Challenge: Extract the full set of records that follows, word for word.

Record excerpts:
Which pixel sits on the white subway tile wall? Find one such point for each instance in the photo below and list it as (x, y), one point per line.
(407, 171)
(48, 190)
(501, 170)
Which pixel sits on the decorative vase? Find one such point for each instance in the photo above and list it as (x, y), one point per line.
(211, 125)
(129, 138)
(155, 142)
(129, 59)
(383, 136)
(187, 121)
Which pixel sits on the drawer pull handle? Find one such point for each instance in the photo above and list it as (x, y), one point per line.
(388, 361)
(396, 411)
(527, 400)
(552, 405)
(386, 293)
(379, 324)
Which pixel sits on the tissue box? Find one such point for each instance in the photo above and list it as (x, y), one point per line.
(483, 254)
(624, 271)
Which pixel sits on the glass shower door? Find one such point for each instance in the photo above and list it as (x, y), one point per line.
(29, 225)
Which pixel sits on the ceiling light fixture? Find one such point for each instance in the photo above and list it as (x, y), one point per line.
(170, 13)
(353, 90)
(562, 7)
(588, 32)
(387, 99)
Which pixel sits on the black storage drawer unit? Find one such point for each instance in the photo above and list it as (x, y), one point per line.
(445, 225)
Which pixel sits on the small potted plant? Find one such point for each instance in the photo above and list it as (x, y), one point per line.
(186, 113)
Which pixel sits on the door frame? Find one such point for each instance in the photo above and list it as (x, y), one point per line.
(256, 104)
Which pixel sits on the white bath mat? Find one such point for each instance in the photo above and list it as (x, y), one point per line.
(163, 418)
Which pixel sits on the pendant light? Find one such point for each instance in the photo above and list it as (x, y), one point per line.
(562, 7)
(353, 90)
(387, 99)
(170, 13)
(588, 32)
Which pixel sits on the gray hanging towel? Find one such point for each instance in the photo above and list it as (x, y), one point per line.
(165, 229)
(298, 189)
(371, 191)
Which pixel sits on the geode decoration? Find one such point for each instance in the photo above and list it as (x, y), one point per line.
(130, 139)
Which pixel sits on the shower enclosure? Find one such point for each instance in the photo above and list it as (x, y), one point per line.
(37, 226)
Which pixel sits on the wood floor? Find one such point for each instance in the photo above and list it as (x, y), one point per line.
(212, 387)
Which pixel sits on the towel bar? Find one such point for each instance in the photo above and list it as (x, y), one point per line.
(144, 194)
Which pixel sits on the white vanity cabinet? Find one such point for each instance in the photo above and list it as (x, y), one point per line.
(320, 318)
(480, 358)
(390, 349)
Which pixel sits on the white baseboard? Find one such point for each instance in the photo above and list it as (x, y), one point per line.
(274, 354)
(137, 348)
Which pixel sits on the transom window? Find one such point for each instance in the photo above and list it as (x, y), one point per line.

Task answer:
Which pixel sits on the white subway tile wall? Find one such point for each instance in the photo below and list it as (x, y), one point per line.
(407, 171)
(48, 190)
(501, 170)
Which pixel sits on the decorative vase? Find one such point for each instance in the photo above and list it as (x, y), one point per line.
(211, 125)
(129, 138)
(155, 142)
(129, 59)
(383, 136)
(187, 121)
Which pixel sits on the drawer pull handle? Find one such point for each instance in the photo above and list it as (x, y), one point per line.
(388, 361)
(396, 411)
(527, 400)
(552, 405)
(386, 293)
(379, 324)
Which pixel sits on the tissue box? Find one such point for each instance in the photo above and list it as (x, y), one point per line.
(483, 254)
(624, 271)
Which pixel sits on the glass shower door? Find one such point for each instance in the photo above and list it as (x, y), one point per line.
(29, 225)
Which pixel sits on the ceiling light fixture? Find one such point for each instance in the photo above and list it as (x, y), one point per line.
(170, 13)
(353, 90)
(562, 7)
(588, 32)
(387, 99)
Which pixel sits on the black storage drawer unit? Find one such point for each instance in the photo above and list it as (x, y), one point per line.
(445, 225)
Which pixel sits on the small potted plant? Find one such point for each instance in the photo above and list it as (x, y), one point per line.
(186, 113)
Which pixel sits on the door frame? Find one such point for each instance in the photo above and list it as (x, y), one point per line.
(256, 104)
Which pixel sits on the white bath mat? Find one such point for each instance in the photo above and list it as (x, y), one point per line.
(163, 418)
Which pixel sits on the pendant light? Find one such point for each instance in the photo above and list it as (x, y), one point per line.
(562, 7)
(353, 90)
(387, 99)
(170, 13)
(588, 32)
Which pixel sits on the gray hanging towel? Find one such point for each instance in the photo above and list it as (x, y), one point per line.
(165, 229)
(298, 189)
(371, 191)
Which pixel sits on the geode decoration? Find one such point for each instance in the photo above and list it as (x, y), one point per line.
(130, 139)
Which pixel sits on the shower enclosure? Find one such point for each instance in the photo above and list it as (x, y), one point per line.
(37, 226)
Which pixel sits on the wood floor? Find one such point for each instance in the photo above and list it as (x, y), one point per line.
(212, 387)
Which pixel sits on the towel bar? Find one such point for each instance in the photo above and list it as (x, y), one point per line.
(144, 194)
Which pixel sits on the white vanity cabinet? Find one such point for each instance in the photo above and list it as (x, y), one point per line.
(320, 318)
(480, 358)
(390, 349)
Which pixel sits on the white baseboard? Find one such point for each instance in the photo above and list it as (x, y), one point per line.
(274, 354)
(137, 348)
Which pixel sits on the transom window? Find one such point for each instance in the photo above and list it as (x, y), one point per line.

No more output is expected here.